(Free-text object descriptions)
-.-.-

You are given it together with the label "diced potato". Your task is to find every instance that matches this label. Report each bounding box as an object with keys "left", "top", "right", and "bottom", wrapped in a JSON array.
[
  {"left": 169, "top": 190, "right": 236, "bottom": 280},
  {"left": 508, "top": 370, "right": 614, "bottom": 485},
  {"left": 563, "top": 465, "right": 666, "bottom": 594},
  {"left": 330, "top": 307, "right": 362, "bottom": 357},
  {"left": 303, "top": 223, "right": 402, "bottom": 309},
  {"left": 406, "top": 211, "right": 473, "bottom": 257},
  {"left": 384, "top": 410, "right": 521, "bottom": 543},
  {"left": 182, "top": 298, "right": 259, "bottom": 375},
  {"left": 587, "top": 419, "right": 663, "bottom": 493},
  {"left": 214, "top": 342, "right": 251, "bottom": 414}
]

-.-.-

§ **PROBLEM**
Copy the data. Make sure every line matches exactly.

§ **TASK RESULT**
You are given it together with the label "diced potato". Your task is to find every instance that matches this label. Report each bounding box as an object with keys "left", "top", "right", and "bottom", wrapped in a JSON array.
[
  {"left": 169, "top": 190, "right": 236, "bottom": 280},
  {"left": 508, "top": 370, "right": 614, "bottom": 485},
  {"left": 563, "top": 465, "right": 666, "bottom": 594},
  {"left": 330, "top": 307, "right": 362, "bottom": 357},
  {"left": 303, "top": 223, "right": 402, "bottom": 309},
  {"left": 406, "top": 211, "right": 473, "bottom": 257},
  {"left": 384, "top": 410, "right": 521, "bottom": 543},
  {"left": 182, "top": 298, "right": 259, "bottom": 375},
  {"left": 587, "top": 419, "right": 663, "bottom": 493},
  {"left": 214, "top": 342, "right": 251, "bottom": 414}
]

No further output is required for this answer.